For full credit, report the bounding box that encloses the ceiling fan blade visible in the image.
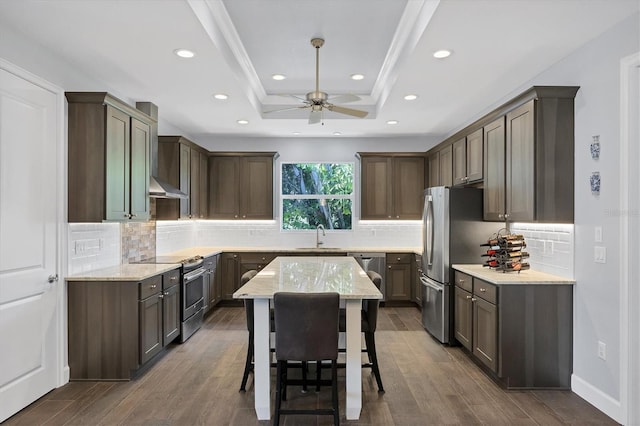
[328,94,361,104]
[308,110,322,124]
[264,105,310,114]
[326,104,368,118]
[273,93,307,102]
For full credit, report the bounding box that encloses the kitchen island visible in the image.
[233,256,382,421]
[452,264,574,389]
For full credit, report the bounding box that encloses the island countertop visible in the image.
[66,263,181,281]
[452,264,575,285]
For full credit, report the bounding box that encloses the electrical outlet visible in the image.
[598,341,606,360]
[594,246,607,263]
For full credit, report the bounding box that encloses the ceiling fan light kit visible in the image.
[265,37,368,124]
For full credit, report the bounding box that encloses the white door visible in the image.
[0,65,61,422]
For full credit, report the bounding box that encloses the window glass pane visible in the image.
[282,199,352,230]
[282,163,353,195]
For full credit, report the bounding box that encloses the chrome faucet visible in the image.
[316,224,326,248]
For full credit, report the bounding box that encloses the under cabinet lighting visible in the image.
[174,48,195,58]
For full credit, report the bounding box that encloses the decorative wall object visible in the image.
[590,135,600,159]
[590,171,601,194]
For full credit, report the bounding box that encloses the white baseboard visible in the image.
[572,374,623,424]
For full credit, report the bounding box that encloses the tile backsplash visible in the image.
[509,223,574,279]
[121,221,156,263]
[68,223,120,274]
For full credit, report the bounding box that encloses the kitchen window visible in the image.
[281,162,353,230]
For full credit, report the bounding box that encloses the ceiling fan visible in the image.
[265,38,369,124]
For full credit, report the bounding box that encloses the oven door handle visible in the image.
[184,267,206,283]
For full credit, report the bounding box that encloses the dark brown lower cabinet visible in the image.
[221,252,240,300]
[453,269,573,389]
[204,254,220,313]
[67,267,180,380]
[386,253,413,302]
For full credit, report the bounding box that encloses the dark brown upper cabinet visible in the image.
[453,128,483,186]
[208,153,276,220]
[67,92,152,222]
[359,153,425,220]
[156,136,208,220]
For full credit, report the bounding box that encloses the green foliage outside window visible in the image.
[281,163,353,230]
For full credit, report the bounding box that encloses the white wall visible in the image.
[494,13,638,422]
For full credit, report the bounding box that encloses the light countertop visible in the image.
[233,256,383,300]
[66,263,181,282]
[452,264,575,285]
[164,246,420,257]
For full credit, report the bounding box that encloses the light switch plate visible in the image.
[595,226,603,243]
[594,246,607,263]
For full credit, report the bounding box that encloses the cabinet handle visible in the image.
[150,284,157,289]
[479,288,487,292]
[130,214,137,218]
[458,279,465,284]
[498,213,504,219]
[388,215,392,219]
[396,215,400,219]
[170,276,178,281]
[471,297,477,302]
[242,215,246,218]
[504,214,509,219]
[234,215,238,218]
[124,213,130,218]
[233,254,238,259]
[164,291,170,296]
[388,266,391,269]
[466,295,472,300]
[397,257,401,261]
[158,294,164,299]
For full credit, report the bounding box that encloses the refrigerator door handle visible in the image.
[426,195,434,267]
[420,275,443,292]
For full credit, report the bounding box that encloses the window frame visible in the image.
[279,161,355,231]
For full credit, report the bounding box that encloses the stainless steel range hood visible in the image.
[136,101,188,199]
[149,175,187,199]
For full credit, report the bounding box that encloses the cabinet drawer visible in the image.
[139,275,162,300]
[454,271,473,292]
[163,268,180,290]
[473,278,497,304]
[241,252,276,263]
[386,253,412,264]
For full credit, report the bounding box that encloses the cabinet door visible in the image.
[209,156,240,219]
[179,144,191,219]
[130,117,150,220]
[427,151,440,188]
[361,156,392,219]
[473,297,498,372]
[393,157,425,219]
[105,106,130,221]
[386,263,411,301]
[140,293,163,364]
[454,286,473,350]
[162,284,180,346]
[439,145,453,187]
[466,128,483,182]
[483,117,506,221]
[189,148,200,218]
[242,156,274,219]
[221,253,240,299]
[214,256,222,303]
[199,153,208,218]
[452,138,467,185]
[506,100,535,222]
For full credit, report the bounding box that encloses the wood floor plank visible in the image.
[4,306,618,426]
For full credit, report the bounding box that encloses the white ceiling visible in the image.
[0,0,637,141]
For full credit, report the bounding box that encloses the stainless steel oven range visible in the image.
[138,255,206,342]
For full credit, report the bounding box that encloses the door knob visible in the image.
[47,274,58,283]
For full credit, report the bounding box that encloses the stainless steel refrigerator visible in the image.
[420,186,497,344]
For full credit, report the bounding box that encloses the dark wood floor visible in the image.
[5,306,617,425]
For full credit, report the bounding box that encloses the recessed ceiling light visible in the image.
[350,74,364,81]
[333,132,342,136]
[237,119,249,125]
[404,94,418,101]
[213,93,228,100]
[433,50,451,59]
[272,74,286,81]
[174,48,195,58]
[387,120,399,125]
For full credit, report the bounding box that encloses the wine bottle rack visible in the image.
[481,233,530,273]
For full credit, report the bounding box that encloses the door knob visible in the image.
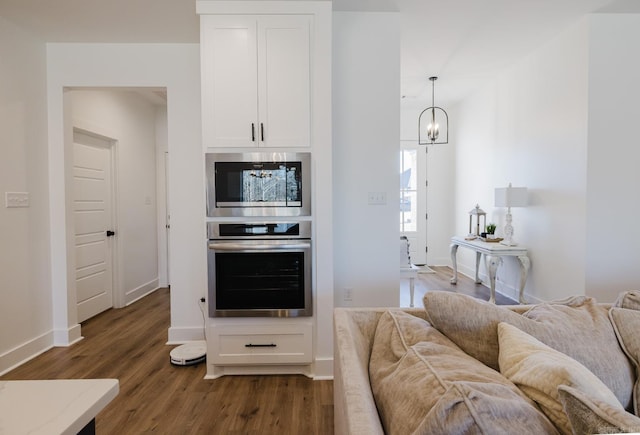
[106,230,116,237]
• • • • •
Return all the material exactly, pictures excluded.

For full credit, report the bounding box that encloses the ceiling fan blade visible in the image.
[328,94,361,104]
[308,110,322,124]
[264,105,310,114]
[326,104,368,118]
[273,93,307,102]
For full credit, report the bounding box that encloses the kitchen island visible in the image.
[233,256,382,421]
[452,264,574,389]
For full credit, report the bounding box that encloses the island countertop visible in the image.
[66,263,181,281]
[452,264,575,285]
For full credit, report the bounding box that encloses the electrical outlet visible in the image.
[598,341,606,360]
[594,246,607,263]
For full credit, report the bounding box that encloses the ceiling fan light kit visible in the image.
[265,37,368,124]
For full credit, report the bounding box that encloses the white door visible in the image.
[0,65,61,422]
For full credit, report the bounding box that encloses the window glass pane visible in the image.
[282,199,352,230]
[282,163,353,195]
For full credit, report the bounding box that encloses the chrome faucet visible in the image.
[316,224,326,248]
For full credit, report the bounding box that encloses the under cabinet lighting visible in the image.
[174,48,195,58]
For full credit, report the bounding box that encloses the decorative wall object visible in the image.
[590,135,600,159]
[590,171,601,194]
For full credit, report the bounding box that encloses the white baseboard visible in the image.
[572,374,623,424]
For full credit, report the bounding box that encloses the tile backsplash visible in the image.
[509,223,574,279]
[121,221,156,263]
[68,223,120,274]
For full credit, report the bounding box that encloses the kitchen window visible in the image.
[281,162,353,230]
For full credit, report the bounding box that encloses the ceiling fan visible in the image.
[265,38,369,124]
For full credit, report the bounding box that encloses the oven door handle visible in the image.
[184,267,206,283]
For full credit, report the bounding box that encloses the dark brown lower cabinet visible in the image.
[221,252,240,300]
[453,269,573,389]
[204,254,220,313]
[67,267,180,380]
[386,253,413,302]
For full credit, report the bounding box that encloses the dark brown upper cabinet visible in the image.
[453,128,483,186]
[208,153,276,220]
[67,92,152,222]
[359,153,425,220]
[156,136,208,220]
For full credit, report the bounding box that encloses the green foliage outside window visible in the image.
[281,163,353,230]
For full credit, report the bounding box that encloses the white wall visible in the image.
[494,13,638,422]
For full credit, report the bounding box that encloses the light countertop visible in the image.
[233,256,383,300]
[66,263,181,282]
[452,264,575,285]
[164,246,420,257]
For full credit, report the bounding box that encloses the light switch plate visible in the image.
[595,226,603,243]
[594,246,607,263]
For full credit, report the bounding box that encloses the cabinet handle visible in the image.
[150,284,157,289]
[479,288,487,292]
[130,214,137,218]
[458,279,465,284]
[498,213,504,219]
[388,215,392,219]
[396,215,400,219]
[170,276,178,281]
[471,297,477,302]
[242,215,246,218]
[504,214,509,219]
[234,215,238,218]
[124,213,130,218]
[233,254,238,259]
[164,291,170,296]
[388,266,391,269]
[466,295,472,300]
[397,257,401,261]
[158,294,164,299]
For full credit, report the bounding box that encloses the refrigerator door handle visible in the image.
[426,195,434,267]
[420,275,443,292]
For full credit, report the bounding box that encloses the window frame visible in the image.
[279,161,355,231]
For full credit, report the bounding box that encloses the stainless steel range hood visible in the image.
[136,101,188,199]
[149,175,187,199]
For full credit, report the bounding box that encloses the cabinet drawer visible in the image.
[139,275,162,300]
[454,271,473,292]
[163,268,180,290]
[473,278,497,304]
[241,252,276,263]
[386,253,412,264]
For full credit, report the bounding box that encloses the cabinet door visible in the image.
[209,156,240,219]
[179,144,191,219]
[130,117,150,220]
[427,151,440,188]
[361,156,392,219]
[473,297,498,372]
[393,157,425,219]
[105,106,130,221]
[386,263,411,301]
[140,293,163,364]
[454,286,473,350]
[162,284,180,346]
[439,145,453,187]
[466,128,483,182]
[483,117,506,221]
[189,148,200,218]
[242,156,274,219]
[221,253,240,299]
[214,256,222,303]
[199,153,208,218]
[452,138,467,185]
[506,100,535,222]
For full credit, report the bounding box that encloses the wood floor plank visible in the image.
[4,306,618,426]
For full credit, report the bounding box that encloses the white ceiling visible in the image.
[0,0,637,141]
For full credit, report the bounding box that encloses the stainless steel oven range visible in the image.
[138,255,206,342]
For full credit, report the bounding box that encloses the door knob visible in the image.
[47,274,58,283]
For full credit, report the bounding box that encloses the stainless steel refrigerator visible in the image.
[420,186,497,344]
For full credit, report the bounding box that encloses the dark wood floor visible in the image.
[5,306,617,425]
For full credit, report the bounding box that encloses the recessed ceiling light visible in the image.
[350,74,364,81]
[333,132,342,136]
[237,119,249,125]
[404,94,418,101]
[213,93,228,100]
[433,50,451,59]
[272,74,286,81]
[174,48,195,58]
[387,120,399,125]
For full credit, report the bounding box that encloses the wine bottle rack visible in the image.
[481,233,530,273]
For full credit, report the bounding box that encloses the door knob visible in the image.
[106,230,116,237]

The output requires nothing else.